Collected data entries:

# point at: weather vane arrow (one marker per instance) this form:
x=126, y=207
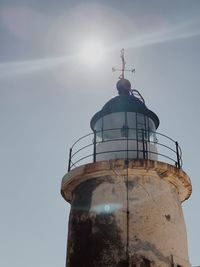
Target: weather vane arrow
x=123, y=69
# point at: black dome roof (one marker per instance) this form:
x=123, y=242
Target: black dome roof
x=124, y=103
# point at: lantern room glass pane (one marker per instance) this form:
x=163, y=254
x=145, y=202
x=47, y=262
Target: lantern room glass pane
x=112, y=125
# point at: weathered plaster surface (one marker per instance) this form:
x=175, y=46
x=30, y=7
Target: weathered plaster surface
x=126, y=214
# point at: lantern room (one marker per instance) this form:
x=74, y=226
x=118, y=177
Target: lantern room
x=125, y=127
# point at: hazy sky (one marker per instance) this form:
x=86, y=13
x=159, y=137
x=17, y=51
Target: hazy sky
x=48, y=96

Problem
Go through the data above and copy each line in which "point" appears.

Reply to the exercise
# point at: weather vane arrow (one marker per instance) this form:
# point at: black dome roof (one marker per instance) this form:
# point at: lantern room glass pane (one marker per instance) this form:
# point at: weathered plaster surface (one marker per instance) this form:
# point at: lantern room (one marker per instance) this form:
# point at: hazy sky (one marker per instance) this form:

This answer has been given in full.